━━ Records to use
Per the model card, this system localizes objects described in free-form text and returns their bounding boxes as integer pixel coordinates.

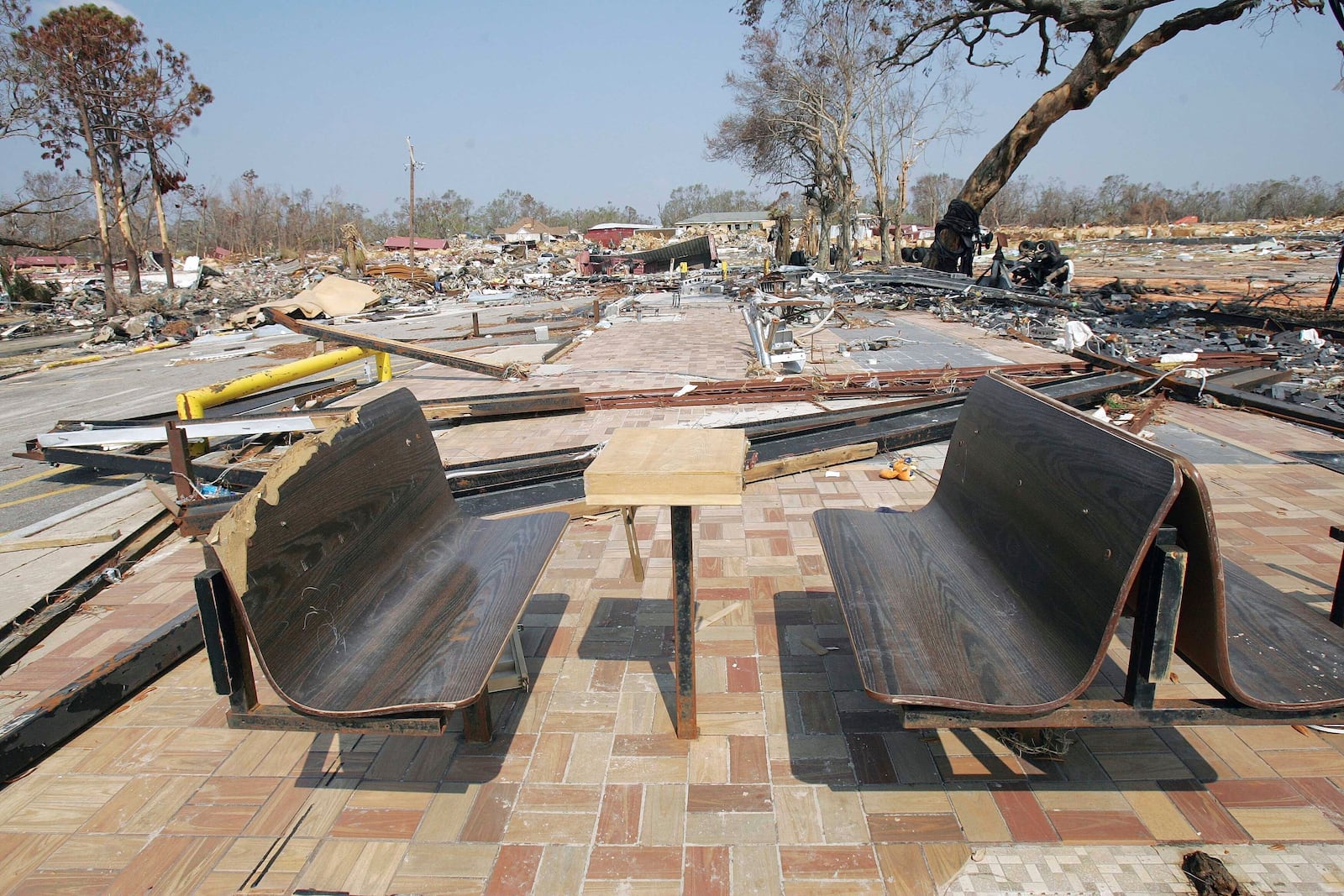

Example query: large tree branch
[1106,0,1259,71]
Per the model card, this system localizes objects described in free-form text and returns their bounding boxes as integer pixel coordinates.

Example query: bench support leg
[195,569,257,713]
[1331,525,1344,627]
[621,506,643,582]
[672,506,701,739]
[1125,527,1187,710]
[461,688,495,744]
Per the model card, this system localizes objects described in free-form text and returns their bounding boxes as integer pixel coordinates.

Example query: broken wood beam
[264,307,527,380]
[0,607,202,782]
[1074,348,1344,434]
[0,529,121,553]
[583,361,1093,410]
[742,442,878,482]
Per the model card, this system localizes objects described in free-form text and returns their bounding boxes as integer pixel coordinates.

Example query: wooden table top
[583,428,748,506]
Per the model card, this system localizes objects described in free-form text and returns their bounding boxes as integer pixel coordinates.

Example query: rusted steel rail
[583,361,1094,411]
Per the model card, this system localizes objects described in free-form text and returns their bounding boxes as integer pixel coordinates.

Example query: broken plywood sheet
[0,490,163,625]
[583,428,748,506]
[230,274,381,324]
[472,343,555,367]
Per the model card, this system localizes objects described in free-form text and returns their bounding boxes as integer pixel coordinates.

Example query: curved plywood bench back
[932,376,1179,655]
[813,375,1180,715]
[211,390,569,716]
[1171,454,1344,712]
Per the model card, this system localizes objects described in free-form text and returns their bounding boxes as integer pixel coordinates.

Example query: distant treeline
[0,170,1344,263]
[910,175,1344,227]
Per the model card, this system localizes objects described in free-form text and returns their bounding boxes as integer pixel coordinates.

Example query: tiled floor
[0,305,1344,894]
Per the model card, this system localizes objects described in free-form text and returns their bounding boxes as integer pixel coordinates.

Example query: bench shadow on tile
[576,596,676,719]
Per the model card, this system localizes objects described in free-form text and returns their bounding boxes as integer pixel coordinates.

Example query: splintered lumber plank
[265,307,527,380]
[421,388,583,421]
[0,490,163,627]
[743,442,878,482]
[0,529,121,553]
[38,415,323,448]
[695,600,742,631]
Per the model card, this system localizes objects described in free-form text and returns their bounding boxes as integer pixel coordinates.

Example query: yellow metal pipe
[42,354,102,371]
[177,345,373,421]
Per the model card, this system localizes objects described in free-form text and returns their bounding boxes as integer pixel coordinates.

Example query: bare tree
[0,0,45,139]
[15,5,139,313]
[855,46,972,265]
[129,40,213,289]
[708,0,879,269]
[0,172,98,253]
[742,0,1326,211]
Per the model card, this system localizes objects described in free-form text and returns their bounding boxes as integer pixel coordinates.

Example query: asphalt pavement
[0,305,524,533]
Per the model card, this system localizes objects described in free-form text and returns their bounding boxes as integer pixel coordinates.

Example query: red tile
[486,844,546,896]
[1158,780,1252,844]
[681,846,728,896]
[869,813,966,844]
[780,846,878,880]
[728,735,770,784]
[587,846,681,880]
[596,784,643,844]
[990,782,1059,844]
[728,657,761,693]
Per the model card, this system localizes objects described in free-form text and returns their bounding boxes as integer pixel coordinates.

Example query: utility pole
[406,137,425,270]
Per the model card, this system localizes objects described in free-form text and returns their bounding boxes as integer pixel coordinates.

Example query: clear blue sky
[0,0,1344,217]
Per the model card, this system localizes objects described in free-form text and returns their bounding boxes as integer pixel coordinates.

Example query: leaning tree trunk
[79,105,119,314]
[108,146,139,296]
[148,139,173,289]
[958,12,1138,212]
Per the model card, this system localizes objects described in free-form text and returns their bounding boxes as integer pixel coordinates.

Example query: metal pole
[406,137,421,270]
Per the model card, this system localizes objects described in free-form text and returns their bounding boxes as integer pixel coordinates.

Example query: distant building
[583,223,672,249]
[495,217,571,244]
[674,210,774,233]
[13,255,78,270]
[383,237,448,251]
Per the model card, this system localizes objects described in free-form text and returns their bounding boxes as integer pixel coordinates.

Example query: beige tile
[1121,782,1198,841]
[948,789,1012,844]
[1227,806,1344,842]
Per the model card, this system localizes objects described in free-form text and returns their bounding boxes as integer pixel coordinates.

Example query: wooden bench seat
[813,375,1344,726]
[1171,454,1344,712]
[813,375,1180,715]
[197,390,569,736]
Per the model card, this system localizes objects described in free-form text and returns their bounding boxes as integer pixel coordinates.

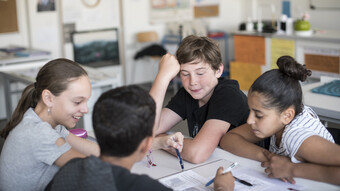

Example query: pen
[176,149,184,170]
[233,176,253,186]
[205,162,238,187]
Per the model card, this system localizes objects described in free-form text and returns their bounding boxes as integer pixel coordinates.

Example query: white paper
[159,170,213,191]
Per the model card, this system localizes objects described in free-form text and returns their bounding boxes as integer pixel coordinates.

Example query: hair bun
[276,56,312,82]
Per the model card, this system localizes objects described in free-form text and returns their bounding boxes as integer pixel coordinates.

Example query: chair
[131,31,167,83]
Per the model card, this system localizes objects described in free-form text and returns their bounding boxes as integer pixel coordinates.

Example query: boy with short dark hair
[46,65,234,191]
[46,86,171,191]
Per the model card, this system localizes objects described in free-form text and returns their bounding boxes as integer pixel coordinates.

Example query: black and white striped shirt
[269,106,334,163]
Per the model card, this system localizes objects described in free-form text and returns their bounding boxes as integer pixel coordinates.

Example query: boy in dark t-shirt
[156,35,249,163]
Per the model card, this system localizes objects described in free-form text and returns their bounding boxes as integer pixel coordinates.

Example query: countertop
[231,30,340,43]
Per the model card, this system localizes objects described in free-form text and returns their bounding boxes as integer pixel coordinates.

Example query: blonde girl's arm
[54,133,100,167]
[220,124,267,162]
[66,133,100,157]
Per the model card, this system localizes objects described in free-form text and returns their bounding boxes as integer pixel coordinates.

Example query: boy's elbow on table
[183,149,211,164]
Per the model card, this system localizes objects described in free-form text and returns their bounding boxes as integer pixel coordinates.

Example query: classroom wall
[0,0,29,47]
[123,0,248,84]
[0,0,340,83]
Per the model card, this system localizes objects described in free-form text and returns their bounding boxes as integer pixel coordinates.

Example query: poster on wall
[194,0,220,18]
[37,0,55,12]
[150,0,193,23]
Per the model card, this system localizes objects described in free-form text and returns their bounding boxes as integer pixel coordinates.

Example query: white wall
[0,0,340,83]
[0,0,29,47]
[123,0,248,84]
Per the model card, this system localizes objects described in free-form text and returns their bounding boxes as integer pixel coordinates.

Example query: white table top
[131,148,340,191]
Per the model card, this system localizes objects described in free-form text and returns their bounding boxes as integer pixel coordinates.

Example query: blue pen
[205,162,238,187]
[176,149,184,170]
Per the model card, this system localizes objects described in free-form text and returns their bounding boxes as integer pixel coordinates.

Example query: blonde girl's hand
[158,53,180,81]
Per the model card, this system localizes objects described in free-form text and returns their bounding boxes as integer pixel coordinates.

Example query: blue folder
[312,80,340,97]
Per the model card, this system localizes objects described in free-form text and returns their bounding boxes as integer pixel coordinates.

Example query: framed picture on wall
[71,28,120,67]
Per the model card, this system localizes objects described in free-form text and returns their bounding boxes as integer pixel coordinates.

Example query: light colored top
[269,106,334,163]
[0,108,71,191]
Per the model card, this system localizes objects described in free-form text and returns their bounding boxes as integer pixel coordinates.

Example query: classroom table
[131,148,340,191]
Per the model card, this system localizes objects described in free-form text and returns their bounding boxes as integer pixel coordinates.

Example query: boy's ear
[41,89,54,107]
[140,136,153,155]
[282,107,295,125]
[216,63,224,78]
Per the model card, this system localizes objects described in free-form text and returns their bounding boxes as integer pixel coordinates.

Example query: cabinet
[230,31,340,90]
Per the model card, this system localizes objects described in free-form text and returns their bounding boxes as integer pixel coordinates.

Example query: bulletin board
[150,0,219,23]
[0,0,18,33]
[234,35,266,65]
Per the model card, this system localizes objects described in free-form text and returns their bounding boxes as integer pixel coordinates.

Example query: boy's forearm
[149,74,170,132]
[220,133,267,162]
[181,138,216,164]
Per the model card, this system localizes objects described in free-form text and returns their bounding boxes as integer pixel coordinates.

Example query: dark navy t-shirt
[166,78,249,137]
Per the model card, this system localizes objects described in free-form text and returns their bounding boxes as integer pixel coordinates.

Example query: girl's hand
[152,132,184,152]
[261,150,295,184]
[214,167,235,191]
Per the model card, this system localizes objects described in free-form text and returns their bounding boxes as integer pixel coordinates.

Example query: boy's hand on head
[214,167,235,191]
[261,150,295,184]
[158,53,180,81]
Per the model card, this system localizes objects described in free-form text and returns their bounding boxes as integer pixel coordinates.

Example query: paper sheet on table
[159,163,303,191]
[159,170,214,191]
[232,166,304,191]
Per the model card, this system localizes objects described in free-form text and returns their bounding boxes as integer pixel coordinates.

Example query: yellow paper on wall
[230,62,262,91]
[270,38,295,69]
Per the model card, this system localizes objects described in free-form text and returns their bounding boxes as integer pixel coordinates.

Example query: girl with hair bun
[220,56,340,184]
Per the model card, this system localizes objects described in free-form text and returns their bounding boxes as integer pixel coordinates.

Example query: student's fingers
[286,177,296,184]
[262,150,273,160]
[171,132,184,152]
[216,166,223,176]
[261,161,269,168]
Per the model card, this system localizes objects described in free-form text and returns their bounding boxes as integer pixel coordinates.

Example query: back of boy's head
[176,35,222,70]
[92,85,155,157]
[248,56,312,115]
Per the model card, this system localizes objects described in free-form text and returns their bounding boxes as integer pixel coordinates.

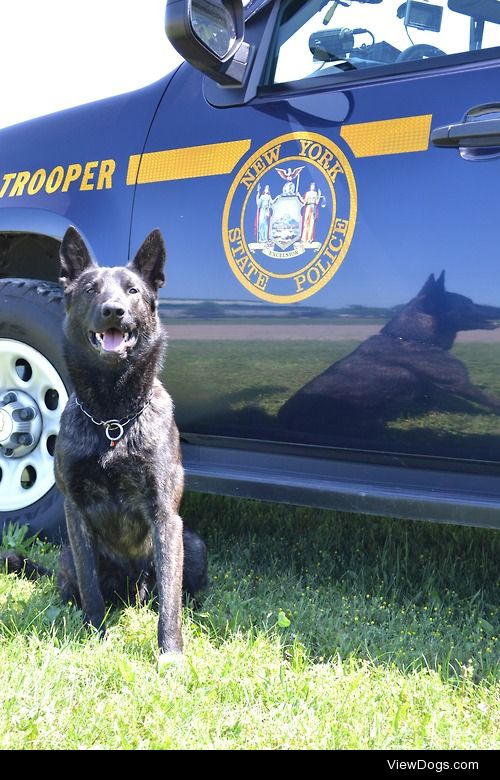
━━━━
What is required ▸ Locate every line in the records above that contains the word "sheet", and copy each of those lines.

Answer for the task ▸
Example query: broken plywood sheet
Example query: paper sheet on table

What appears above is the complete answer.